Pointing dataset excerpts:
* begin *

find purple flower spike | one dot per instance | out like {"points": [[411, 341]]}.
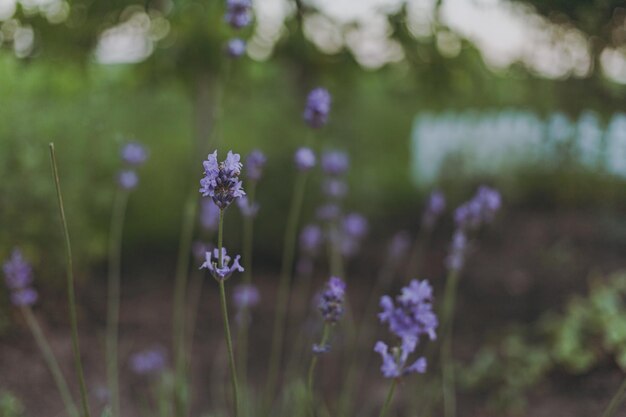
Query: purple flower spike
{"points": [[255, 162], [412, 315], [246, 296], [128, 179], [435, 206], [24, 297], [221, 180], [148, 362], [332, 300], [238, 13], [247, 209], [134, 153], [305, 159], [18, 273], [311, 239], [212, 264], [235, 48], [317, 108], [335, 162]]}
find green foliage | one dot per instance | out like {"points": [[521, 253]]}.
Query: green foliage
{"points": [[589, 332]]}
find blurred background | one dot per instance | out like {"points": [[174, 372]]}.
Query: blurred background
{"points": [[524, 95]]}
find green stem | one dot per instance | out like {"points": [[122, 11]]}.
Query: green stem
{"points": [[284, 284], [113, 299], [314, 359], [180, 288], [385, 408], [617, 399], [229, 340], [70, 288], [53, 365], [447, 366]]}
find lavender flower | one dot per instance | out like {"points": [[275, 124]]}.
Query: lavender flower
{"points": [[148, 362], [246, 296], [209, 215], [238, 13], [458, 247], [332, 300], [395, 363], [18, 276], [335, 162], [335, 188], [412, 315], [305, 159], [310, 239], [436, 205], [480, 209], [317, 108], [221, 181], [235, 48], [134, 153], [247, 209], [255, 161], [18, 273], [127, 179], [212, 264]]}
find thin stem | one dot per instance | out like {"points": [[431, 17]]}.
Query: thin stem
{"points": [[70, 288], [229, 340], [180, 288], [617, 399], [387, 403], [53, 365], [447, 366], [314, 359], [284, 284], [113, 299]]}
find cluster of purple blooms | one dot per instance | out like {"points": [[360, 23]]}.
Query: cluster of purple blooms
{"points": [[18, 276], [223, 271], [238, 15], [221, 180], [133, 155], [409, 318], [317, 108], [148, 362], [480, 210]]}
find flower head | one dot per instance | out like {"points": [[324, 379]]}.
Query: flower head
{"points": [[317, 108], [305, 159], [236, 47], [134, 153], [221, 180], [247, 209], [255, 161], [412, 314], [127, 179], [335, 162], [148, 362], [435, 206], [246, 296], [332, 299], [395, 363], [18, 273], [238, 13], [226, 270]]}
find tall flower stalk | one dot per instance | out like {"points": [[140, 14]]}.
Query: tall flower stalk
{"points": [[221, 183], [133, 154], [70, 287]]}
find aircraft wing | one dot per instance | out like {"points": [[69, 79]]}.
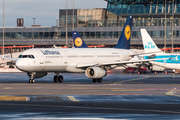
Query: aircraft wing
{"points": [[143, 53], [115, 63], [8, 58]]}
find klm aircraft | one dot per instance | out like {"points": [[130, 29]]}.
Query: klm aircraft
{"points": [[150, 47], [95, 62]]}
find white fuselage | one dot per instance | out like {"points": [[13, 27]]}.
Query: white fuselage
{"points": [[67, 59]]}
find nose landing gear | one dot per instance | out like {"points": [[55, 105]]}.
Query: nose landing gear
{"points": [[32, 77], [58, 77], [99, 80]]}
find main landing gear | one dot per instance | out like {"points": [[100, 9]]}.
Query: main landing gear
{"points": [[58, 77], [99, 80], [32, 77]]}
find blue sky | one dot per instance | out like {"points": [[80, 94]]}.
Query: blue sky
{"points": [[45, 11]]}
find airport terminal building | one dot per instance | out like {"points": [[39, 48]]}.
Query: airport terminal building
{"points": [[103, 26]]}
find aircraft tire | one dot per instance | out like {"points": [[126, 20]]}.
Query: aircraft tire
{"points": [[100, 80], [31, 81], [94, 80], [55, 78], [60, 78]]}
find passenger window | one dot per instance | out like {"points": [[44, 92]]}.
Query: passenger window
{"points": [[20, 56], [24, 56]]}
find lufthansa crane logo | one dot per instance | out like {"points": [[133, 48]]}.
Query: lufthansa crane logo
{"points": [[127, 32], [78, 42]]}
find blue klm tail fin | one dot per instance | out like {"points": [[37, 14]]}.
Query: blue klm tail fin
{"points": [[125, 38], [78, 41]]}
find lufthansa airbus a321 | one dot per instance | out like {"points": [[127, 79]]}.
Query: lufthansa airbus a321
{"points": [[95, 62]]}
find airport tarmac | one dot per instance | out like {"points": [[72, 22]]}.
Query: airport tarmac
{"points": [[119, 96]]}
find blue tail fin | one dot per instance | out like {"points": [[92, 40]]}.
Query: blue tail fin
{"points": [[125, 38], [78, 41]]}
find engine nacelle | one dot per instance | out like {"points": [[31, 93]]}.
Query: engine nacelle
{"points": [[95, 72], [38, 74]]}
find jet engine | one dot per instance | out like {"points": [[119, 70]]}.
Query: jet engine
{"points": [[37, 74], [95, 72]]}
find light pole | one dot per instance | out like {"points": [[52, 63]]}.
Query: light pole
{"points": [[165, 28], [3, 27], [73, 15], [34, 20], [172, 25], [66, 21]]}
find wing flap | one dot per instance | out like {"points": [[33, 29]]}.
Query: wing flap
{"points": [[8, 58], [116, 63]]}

* end *

Reproduce every record above exactly, omitting the pictures.

Full solution:
find purple flower spike | one dot per instance | out like {"points": [[411, 341]]}.
Query: purple flower spike
{"points": [[255, 162], [412, 315], [246, 296], [128, 179], [435, 206], [24, 297], [221, 180], [148, 362], [332, 300], [238, 13], [247, 209], [134, 153], [305, 159], [18, 273], [311, 239], [212, 264], [235, 48], [317, 108], [335, 162]]}
find green foliage | one dot per instance | out like {"points": [[521, 253]]}.
Query: green foliage
{"points": [[589, 332]]}
find blurred background | one dot per instance | out like {"points": [[174, 372]]}.
Query: blurred background
{"points": [[524, 95]]}
find green stem | one dot per instance | out like {"points": [[122, 11]]}.
Query: green stem
{"points": [[284, 284], [113, 299], [314, 359], [180, 288], [385, 408], [617, 399], [229, 340], [70, 288], [53, 365], [447, 366]]}
find lavender flower | one dot per instance | out like {"points": [[275, 124]]}.
Query: lavender flower
{"points": [[148, 362], [246, 296], [209, 215], [238, 13], [458, 247], [332, 300], [395, 363], [18, 276], [335, 162], [335, 188], [412, 315], [305, 159], [310, 239], [436, 205], [480, 209], [317, 108], [221, 181], [235, 48], [134, 153], [247, 209], [255, 161], [18, 273], [127, 179], [212, 264]]}
find thin stem | one dot per instance | out like {"points": [[431, 17]]}.
Query: thin stem
{"points": [[70, 288], [229, 340], [180, 288], [617, 399], [387, 403], [53, 365], [447, 366], [314, 359], [284, 284], [113, 299]]}
find cluster of purple blooms | one dot per instance | out like {"points": [[360, 23]]}.
Query: cluster of purple blooms
{"points": [[18, 276], [223, 271], [238, 15], [221, 180], [133, 155], [409, 318], [317, 108], [148, 362], [480, 210]]}
find flower head | one dot per instance | out like {"points": [[324, 379]]}.
Query: flower head
{"points": [[317, 108], [305, 159], [236, 47], [134, 153], [221, 180], [247, 209], [255, 161], [412, 314], [127, 179], [335, 162], [148, 362], [435, 206], [246, 296], [332, 299], [395, 363], [18, 273], [238, 13], [226, 270]]}
find tall flower stalk | one dot per instance | out like {"points": [[140, 14]]}.
Query: tall flower stalk
{"points": [[221, 183], [133, 154], [70, 287]]}
find aircraft wing | one dot per instance | out like {"points": [[69, 79]]}.
Query: aircraft wing
{"points": [[143, 53], [115, 63], [8, 58]]}
find klm aircraft | one dot per instance | out like {"points": [[130, 29]]}.
Query: klm aircraft
{"points": [[150, 47], [95, 62]]}
find white fuselage | one dot per instance | out like {"points": [[13, 27]]}.
Query: white fuselage
{"points": [[67, 59]]}
find nose landing gear | one dot per instance | out like {"points": [[55, 105]]}.
Query: nose landing gear
{"points": [[32, 77], [58, 77], [99, 80]]}
find main landing gear | one dot per instance | out like {"points": [[100, 9]]}.
Query: main landing gear
{"points": [[58, 77], [99, 80], [32, 77]]}
find blue sky | one dot per instance | out like {"points": [[80, 94]]}.
Query: blue sky
{"points": [[45, 11]]}
find airport terminal building | one dot per instance | out like {"points": [[39, 48]]}.
Query: airport terminal building
{"points": [[103, 26]]}
find aircraft tire | one dot per instance | out like {"points": [[126, 20]]}.
Query: aircraft tire
{"points": [[100, 80], [31, 81], [94, 80], [55, 78], [60, 78]]}
find passenger window | one dot per instance | out like {"points": [[44, 92]]}.
Query: passenger window
{"points": [[20, 56], [24, 56]]}
find lufthansa crane logo | one dot per instance | out like {"points": [[133, 48]]}.
Query: lufthansa crane logo
{"points": [[127, 32], [78, 42]]}
find blue klm tail fin | one dot per instance | out like {"points": [[37, 14]]}.
Query: blue klm tail fin
{"points": [[125, 38], [78, 41]]}
find lufthansa airbus a321 | one dot per instance | out like {"points": [[127, 79]]}.
Query: lufthansa airbus a321
{"points": [[95, 62]]}
find airport tarmac | one dot per instance | out like {"points": [[72, 22]]}.
Query: airport tarmac
{"points": [[119, 96]]}
find blue tail fin | one dot per instance | out like {"points": [[92, 40]]}.
Query: blue tail fin
{"points": [[125, 38], [78, 41]]}
find engine nacelle | one dot per instance | out like {"points": [[31, 93]]}.
Query: engine nacelle
{"points": [[95, 72], [38, 74]]}
find jet engine | one dot per instance | out like {"points": [[119, 70]]}.
Query: jet engine
{"points": [[37, 74], [95, 72]]}
find light pole | one dot per instance | out like {"points": [[52, 63]]}.
Query: light pole
{"points": [[165, 28], [3, 27], [73, 15], [34, 20], [172, 25], [66, 21]]}
find wing flap | one dot per instance | out like {"points": [[33, 29]]}.
Query: wing flap
{"points": [[8, 58], [116, 63]]}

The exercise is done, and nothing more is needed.